───── Input material

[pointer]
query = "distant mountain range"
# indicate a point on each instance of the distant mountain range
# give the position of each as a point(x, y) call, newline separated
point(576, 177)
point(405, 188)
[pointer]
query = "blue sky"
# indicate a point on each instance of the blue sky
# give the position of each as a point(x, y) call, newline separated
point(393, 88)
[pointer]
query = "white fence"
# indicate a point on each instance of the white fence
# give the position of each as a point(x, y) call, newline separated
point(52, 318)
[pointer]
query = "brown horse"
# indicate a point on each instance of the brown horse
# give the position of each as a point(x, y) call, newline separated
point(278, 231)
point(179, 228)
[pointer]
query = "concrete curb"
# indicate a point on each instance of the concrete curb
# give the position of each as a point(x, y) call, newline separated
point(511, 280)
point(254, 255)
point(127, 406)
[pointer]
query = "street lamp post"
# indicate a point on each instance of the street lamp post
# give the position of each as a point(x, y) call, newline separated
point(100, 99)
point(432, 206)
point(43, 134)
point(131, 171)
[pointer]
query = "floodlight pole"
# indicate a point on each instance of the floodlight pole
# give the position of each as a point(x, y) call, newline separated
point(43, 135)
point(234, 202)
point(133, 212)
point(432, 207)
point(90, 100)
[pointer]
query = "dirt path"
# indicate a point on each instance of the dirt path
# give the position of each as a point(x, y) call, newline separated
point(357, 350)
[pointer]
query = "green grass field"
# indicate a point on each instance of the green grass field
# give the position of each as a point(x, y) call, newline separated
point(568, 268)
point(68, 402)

──────────

### [Aim]
Copy all of the data above line for line, leaving every character unchanged.

### [Written answer]
[pointer]
query = "distant mountain range"
# indicate a point on each instance of the distant mountain range
# give the position of each as a point(x, y) call, newline separated
point(576, 177)
point(405, 188)
[pointer]
query = "blue sky"
# indicate a point on each instance of the blue sky
# give the position of each as a point(x, y) call, newline separated
point(393, 88)
[pointer]
query = "white fence"
# indicate a point on each instance of the white fence
# give the position of each as a point(x, y) call, newline separated
point(52, 318)
[pointer]
query = "brown horse"
# indicate a point on each instance of the brown horse
# give the position of each as a point(x, y) call, newline separated
point(278, 231)
point(179, 228)
[pointer]
query = "concrete curb"
# indicate a point on each instance of the concrete curb
# give the position of each as a point(x, y) call, newline separated
point(511, 280)
point(254, 255)
point(127, 406)
[pointer]
query = "street lamp post"
# indicate a point on each instance of the street lamp post
# give the position of each as a point(x, y) call, newline separated
point(100, 99)
point(432, 206)
point(43, 134)
point(131, 171)
[pointer]
query = "floodlight pole"
# indicate a point on each instance of the floodlight pole
# give the position of each as a point(x, y) call, newline separated
point(43, 135)
point(234, 202)
point(133, 212)
point(432, 207)
point(90, 100)
[pointer]
query = "dirt path"
# indicate a point on each instance of the dirt path
# give the position of each as a point(x, y) call, newline separated
point(357, 350)
[pointer]
query = "green grass field"
# indicate a point on each instance of the green grass field
# give the position of each as a point(x, y) call, newline separated
point(568, 268)
point(68, 402)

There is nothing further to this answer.